*Direction 1*.
Decide whether each statement agrees with the account of leaving Russia below. Give yes or no for each and quote the words of the account that settle it. (a) The car was set on fire in August. (b) The writer considers Putin worse than Stalin. (c) Dmitry Medvedev spoke out after Oleg Kashin was nearly bludgeoned to death in 2010.
*Direction 2*.
Write what comes next in the first-person account of leaving Russia below, picking up right after its final sentence.
-- Start Text section --
In July, someone released some sort of gas into our family home.
For about a week, Russian police held watch near our house. When they left I felt at ease, thinking the attackers had considered it a signal. But apparently they didn’t.
In August they set alight my car, which was parked near the house. My father doused the flames so that the house wouldn’t catch fire. Had the car exploded it would have cost him his life. So we left. I cannot risk my parents’ lives.
I don’t think the goal was to kill me or my parents, but once the ball starts rolling such attacks can have unforeseeable consequences. I left because I was horrified by people’s lack of responsibility.
My departure from Russia comes as a surprise — even to me. I always laughed at those who, seven or eight years ago, said Russia was a dangerous country and that Putin was worse than Stalin. Because this was not the case.
Russia was a very violent country in the 20th century. If you compare that to Stalin, we were living in vegetarian times. Putin was never worse than Stalin and he still isn’t.
When Anna Politkovskaya was murdered in 2006 we journalists understood this to be an exception — she had been investigating Chechnya. There were cases where people were poisoned, like Alexander Litvinenko, but we understood that he was a former KGB agent and Putin regarded him as a traitor.
There were highly suspicious cases too: the death of Stephen Curtis during the Yukos trial, or the death of Alexander Perepilichny. The death of Sergei Yushenkov belonged to the category of freak accidents and if it said something about Russia, it was that unbelievable things happen.
Those were deaths, killings, murders. But every time you could account for it and explain why it happened.
Moreover, the authorities seemed unhappy about such incidents. When journalist Oleg Kashin was almost bludgeoned to death in 2010, Dmitry Medvedev spoke out.
I became aware that the things that I had been saying were not welcomed by the Kremlin, to put it mildly, in 2008.
I’d said some nasty things about Russia’s role in the war in Georgia, and accused the president of South Ossetia of being an agent provocateur.
Then I started noticing I was being tailed. One early morning at 4 a.m., I stopped my car in the middle of nowhere and walked up to the car following me, expecting to see some Kremlin youth activists or the FSB.
The passengers looked like they were from the Caucasus. After taking a picture, I ran back to my car. I told Ekho Moskvy editor Alexei Venediktov who, in turn, complained to FSB head Alexander Bortnikov.
-- End Text section --
-- Start Stored data --
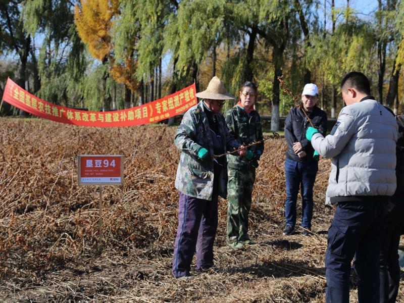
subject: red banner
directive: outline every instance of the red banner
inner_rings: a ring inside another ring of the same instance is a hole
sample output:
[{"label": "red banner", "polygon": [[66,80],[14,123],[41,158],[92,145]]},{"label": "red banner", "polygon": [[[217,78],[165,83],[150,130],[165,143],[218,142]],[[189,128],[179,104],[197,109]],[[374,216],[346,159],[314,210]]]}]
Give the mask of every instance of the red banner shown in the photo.
[{"label": "red banner", "polygon": [[7,80],[3,99],[25,112],[48,120],[81,126],[111,127],[141,125],[168,119],[197,103],[195,83],[166,97],[126,110],[89,112],[56,105],[29,93]]}]

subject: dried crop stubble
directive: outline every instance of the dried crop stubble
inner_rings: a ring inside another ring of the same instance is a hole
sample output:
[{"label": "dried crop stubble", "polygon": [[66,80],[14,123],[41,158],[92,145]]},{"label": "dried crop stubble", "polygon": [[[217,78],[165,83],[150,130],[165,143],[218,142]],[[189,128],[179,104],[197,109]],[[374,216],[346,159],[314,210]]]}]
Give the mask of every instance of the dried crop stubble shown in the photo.
[{"label": "dried crop stubble", "polygon": [[[259,245],[225,245],[221,199],[214,271],[172,279],[177,225],[176,128],[101,129],[1,119],[0,298],[21,301],[320,302],[332,210],[324,207],[329,161],[322,160],[313,229],[281,234],[284,140],[266,142],[250,217]],[[105,187],[104,251],[97,254],[98,195],[79,187],[77,156],[122,154],[125,185]],[[299,207],[300,208],[300,207]],[[354,298],[355,296],[352,296]]]}]

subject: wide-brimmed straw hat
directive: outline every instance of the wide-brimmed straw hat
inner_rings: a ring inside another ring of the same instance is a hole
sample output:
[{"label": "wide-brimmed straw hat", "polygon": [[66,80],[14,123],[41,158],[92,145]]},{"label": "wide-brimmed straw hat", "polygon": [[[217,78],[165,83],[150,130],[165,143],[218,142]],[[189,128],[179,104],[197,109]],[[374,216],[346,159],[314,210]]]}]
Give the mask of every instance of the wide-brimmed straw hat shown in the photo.
[{"label": "wide-brimmed straw hat", "polygon": [[195,94],[195,95],[198,98],[213,100],[228,100],[236,98],[226,91],[223,82],[216,76],[212,78],[208,85],[208,88],[204,91]]}]

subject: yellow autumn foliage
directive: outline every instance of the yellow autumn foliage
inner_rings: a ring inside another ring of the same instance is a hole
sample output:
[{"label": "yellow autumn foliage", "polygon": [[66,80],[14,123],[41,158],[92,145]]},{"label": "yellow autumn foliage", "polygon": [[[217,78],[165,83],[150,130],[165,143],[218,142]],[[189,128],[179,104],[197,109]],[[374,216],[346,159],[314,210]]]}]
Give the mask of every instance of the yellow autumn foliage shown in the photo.
[{"label": "yellow autumn foliage", "polygon": [[111,49],[111,28],[120,13],[121,0],[80,0],[76,5],[74,22],[79,36],[91,55],[103,61]]}]

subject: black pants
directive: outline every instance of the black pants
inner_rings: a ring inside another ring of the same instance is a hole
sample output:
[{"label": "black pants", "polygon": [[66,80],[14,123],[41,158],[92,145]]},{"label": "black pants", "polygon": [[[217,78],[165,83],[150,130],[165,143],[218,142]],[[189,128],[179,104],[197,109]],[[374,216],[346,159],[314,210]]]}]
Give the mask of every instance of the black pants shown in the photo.
[{"label": "black pants", "polygon": [[380,241],[379,303],[395,302],[400,282],[398,250],[400,235],[404,226],[402,198],[392,197],[387,209],[384,234]]},{"label": "black pants", "polygon": [[354,256],[359,278],[359,302],[378,302],[379,238],[387,201],[375,200],[339,203],[335,209],[328,229],[325,257],[327,303],[349,302],[350,264]]}]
-- End Stored data --
*Answer 1*.
(a) Yes: "In August they set alight my car, which was parked near the house."
(b) No: "Putin was never worse than Stalin and he still isn’t."
(c) Yes: "When journalist Oleg Kashin was almost bludgeoned to death in 2010, Dmitry Medvedev spoke out."

*Answer 2*.
He took it seriously. For almost for six months, I was given a security detail and the people who were following me were rounded up. I guess the idea was that if anybody were to kill a Russian journalist it should be the FSB itself and not an outsider.
But still, the authorities and the FSB would not allow a Russian journalist to be touched by somebody without an order from above. That’s how it felt.
Now the situation has changed drastically. A tidal wave of violence has been unleashed, with the attacks around the film “Mathilde” being just one example.
It’s not that Putin or the Kremlin are directly instigating these kinds of attacks. They are winking at those who want to organize them. They’re empowering “local talent,” and those people are given a free pass. Some of them are crazy. Some are in search of some power or want to curry favor.
Of course there is an effort to silence some people. Today, Russians can go to jail for liking or sharing social media posts. But those who attacked me or my parents don’t expect I’ll be so intimidated that I’ll stop writing or broadcasting. Their motivation is to become great in the eyes of Putin.
This doesn’t absolve the Kremlin from responsibility. It makes it worse.
The state should have a monopoly over violence. And by withdrawing the direct connection between the people who perpetrate violence and the Kremlin — which sanctions it, but does not order it — it is renouncing control.
Putin either doesn’t want to, or can’t do anything.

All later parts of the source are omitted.